─── Supplied data
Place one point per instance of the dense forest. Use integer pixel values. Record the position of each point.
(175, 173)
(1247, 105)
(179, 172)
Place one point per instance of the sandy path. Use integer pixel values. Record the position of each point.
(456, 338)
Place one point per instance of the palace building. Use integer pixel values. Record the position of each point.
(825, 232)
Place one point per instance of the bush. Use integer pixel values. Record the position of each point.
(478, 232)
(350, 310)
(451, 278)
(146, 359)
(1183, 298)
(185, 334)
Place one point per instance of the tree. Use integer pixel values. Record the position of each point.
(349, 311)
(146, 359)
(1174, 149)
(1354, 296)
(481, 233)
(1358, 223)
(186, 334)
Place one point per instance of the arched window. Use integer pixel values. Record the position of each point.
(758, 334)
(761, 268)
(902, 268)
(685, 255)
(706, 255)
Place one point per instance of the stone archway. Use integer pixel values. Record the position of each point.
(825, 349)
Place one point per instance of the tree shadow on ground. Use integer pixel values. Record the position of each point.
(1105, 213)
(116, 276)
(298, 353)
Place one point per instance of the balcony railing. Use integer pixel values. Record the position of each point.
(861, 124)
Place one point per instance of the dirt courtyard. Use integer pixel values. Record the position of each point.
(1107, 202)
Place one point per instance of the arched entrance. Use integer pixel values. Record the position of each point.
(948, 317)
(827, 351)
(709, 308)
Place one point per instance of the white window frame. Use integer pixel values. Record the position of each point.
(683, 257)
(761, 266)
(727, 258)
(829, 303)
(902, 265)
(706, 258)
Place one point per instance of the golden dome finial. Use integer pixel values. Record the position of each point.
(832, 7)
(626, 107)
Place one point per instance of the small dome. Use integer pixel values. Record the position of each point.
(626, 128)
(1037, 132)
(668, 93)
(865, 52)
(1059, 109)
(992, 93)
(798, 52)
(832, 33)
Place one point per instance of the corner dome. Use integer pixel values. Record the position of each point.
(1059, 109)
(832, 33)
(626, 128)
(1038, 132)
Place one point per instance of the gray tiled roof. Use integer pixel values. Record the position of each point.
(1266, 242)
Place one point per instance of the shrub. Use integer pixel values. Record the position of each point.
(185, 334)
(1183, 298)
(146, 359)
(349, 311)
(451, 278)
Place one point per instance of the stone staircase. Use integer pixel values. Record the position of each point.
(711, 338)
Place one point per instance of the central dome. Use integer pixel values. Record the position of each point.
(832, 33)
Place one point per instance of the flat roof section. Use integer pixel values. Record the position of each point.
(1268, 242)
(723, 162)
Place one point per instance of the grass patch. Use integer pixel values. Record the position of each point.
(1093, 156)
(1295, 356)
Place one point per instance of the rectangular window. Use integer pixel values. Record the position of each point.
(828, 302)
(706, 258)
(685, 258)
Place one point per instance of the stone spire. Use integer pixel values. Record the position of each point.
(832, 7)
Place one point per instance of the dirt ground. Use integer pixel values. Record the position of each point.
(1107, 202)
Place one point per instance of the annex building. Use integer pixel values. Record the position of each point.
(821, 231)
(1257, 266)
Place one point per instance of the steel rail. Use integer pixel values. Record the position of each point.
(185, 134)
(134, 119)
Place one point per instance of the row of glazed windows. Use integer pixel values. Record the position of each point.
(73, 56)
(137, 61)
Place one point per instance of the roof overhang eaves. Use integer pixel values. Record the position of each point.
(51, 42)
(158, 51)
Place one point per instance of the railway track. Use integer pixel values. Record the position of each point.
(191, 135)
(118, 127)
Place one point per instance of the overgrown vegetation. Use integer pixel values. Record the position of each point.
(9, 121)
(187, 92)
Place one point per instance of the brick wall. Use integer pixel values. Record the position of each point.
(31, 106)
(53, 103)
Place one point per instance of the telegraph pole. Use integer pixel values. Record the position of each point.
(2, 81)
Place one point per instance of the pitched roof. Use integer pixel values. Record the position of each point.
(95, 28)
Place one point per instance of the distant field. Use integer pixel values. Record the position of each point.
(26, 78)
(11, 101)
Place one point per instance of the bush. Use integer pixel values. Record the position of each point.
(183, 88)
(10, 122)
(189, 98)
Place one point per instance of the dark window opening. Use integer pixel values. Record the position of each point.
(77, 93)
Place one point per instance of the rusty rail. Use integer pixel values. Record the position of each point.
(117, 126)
──────
Work instructions:
Please give the material above again, swapping "integer" for "whole-number" throughout and leaving everything else unchanged.

Reply to the task:
Place one point per instance of the dense forest. Use whole-number pixel values. Record the position of each point.
(175, 173)
(1247, 105)
(179, 172)
Place one point per instance of the sandy path. Use whole-number pixel values. Record the position of each point.
(456, 338)
Place one point per instance of the palace building. Use whole-number pixel values. Record the position of each point.
(825, 232)
Place one point per instance of the bush. Use whole-number pixel values. Record the position of each point.
(478, 232)
(350, 310)
(451, 278)
(146, 359)
(1183, 298)
(185, 334)
Place one point per instance of the tree. Use whole-number pixel values. Record the position of each point.
(349, 311)
(146, 359)
(1174, 149)
(1354, 296)
(481, 233)
(1358, 223)
(186, 334)
Place one point per instance of the arched window. Use whole-number pixel values. Record the position of each point.
(758, 334)
(761, 268)
(902, 268)
(685, 255)
(706, 255)
Place one point per instance of the stone archway. Use whole-number pixel values. Record the position of each point.
(825, 349)
Place one point per instance of the tree shadow on ground. Use whole-number pixel values. Record the position of each point.
(1105, 213)
(116, 276)
(298, 353)
Place one point per instance of the balcony railing. Use whole-number pixel values. Record the position of each point.
(861, 124)
Place one point per instance of the dirt courtyard. Use whole-number pixel values. Record the position of each point.
(1107, 202)
Place one point per instance of the arched entrance. Use whole-number pixel values. Record the position of each point.
(948, 317)
(827, 351)
(709, 308)
Place one point per instance of the white window frame. Use whole-number pixel values. Record the position of each point.
(683, 257)
(761, 266)
(727, 258)
(829, 303)
(902, 265)
(706, 258)
Place one point per instance of the golden dome finial. Use whole-number pixel values. Record the position of each point.
(832, 7)
(626, 107)
Place one point per instance of the small dome. Use whole-number pixel values. Record the position of each point.
(626, 128)
(1037, 132)
(668, 93)
(865, 52)
(1059, 109)
(992, 93)
(798, 52)
(832, 33)
Place one point per instance of the corner dome. Use whole-number pixel values. Record the position of each point.
(1059, 109)
(832, 33)
(626, 128)
(1038, 132)
Place one point per instance of the gray tiled roof. Use whole-number pixel values. Record the position of each point.
(1266, 242)
Place one point per instance of the shrub. Use whole-number pixel values. Record the position of each point.
(185, 334)
(1183, 298)
(146, 359)
(349, 311)
(451, 278)
Place one point per instance of the stone staircase. Use whole-number pixel values. Record the position of each point.
(711, 338)
Place one point per instance of the central dome. Use whole-number pixel values. Record the position of each point.
(832, 33)
Place one point per instance of the flat roof section. Use whole-number pixel values. Record the position of each point.
(1268, 242)
(723, 162)
Place one point per instance of the grass patch. Use whole-number pixel values. Record the position of each point.
(1093, 156)
(1295, 356)
Place one point per instance of the rectangular window. Use whole-number pixel values. Record the position of each point.
(828, 302)
(706, 258)
(685, 258)
Place one point per instance of the stone spire. Use whole-number pixel values. Record the position of each point.
(832, 7)
Place one point per instance of the dirt ground. Use whole-number pixel values. Record the position of each point.
(1107, 202)
Place one point per instance of the annex building. Use whole-number pixel values. Record the position of each point.
(821, 231)
(1257, 266)
Place one point per instance of the steel rail. Use whole-number pixel values. Record the position of each point.
(185, 134)
(134, 119)
Place one point per instance of the row of glazed windows. Use whole-number pixel values. Record the position of each point.
(73, 56)
(137, 61)
Place one point per instance of the roof overhang eaves. Use whole-number pixel values. Record the position of each point.
(51, 42)
(158, 51)
Place one point per instance of the railway track. Use whole-number pixel values. Record the position of each point.
(191, 135)
(118, 127)
Place one point per instance of the overgrown vegetation. Use whole-number pixel values. Record the position of each point.
(9, 121)
(187, 92)
Place one point per instance of the brick wall. Use whole-number pixel values. Record the position of each point.
(31, 106)
(53, 103)
Place one point per instance of the telegraph pole. Use whole-number pixel values. Record the position of each point.
(2, 81)
Place one point per instance of the pitched roof. Use whole-number pixel values. Record the position of each point.
(95, 28)
Place one point per instance of the distant field. Use whole-number pixel values. Record the position of each point.
(26, 78)
(11, 101)
Place one point per instance of the bush. Use whole-number pixel values. Record the position of each point.
(183, 88)
(10, 122)
(189, 98)
Place one point per instance of the dark window opening. Use whole-number pixel values. Record the position of each point.
(77, 93)
Place one point per instance of the rusty rail. Use whole-number pixel values. Record the position of each point.
(117, 126)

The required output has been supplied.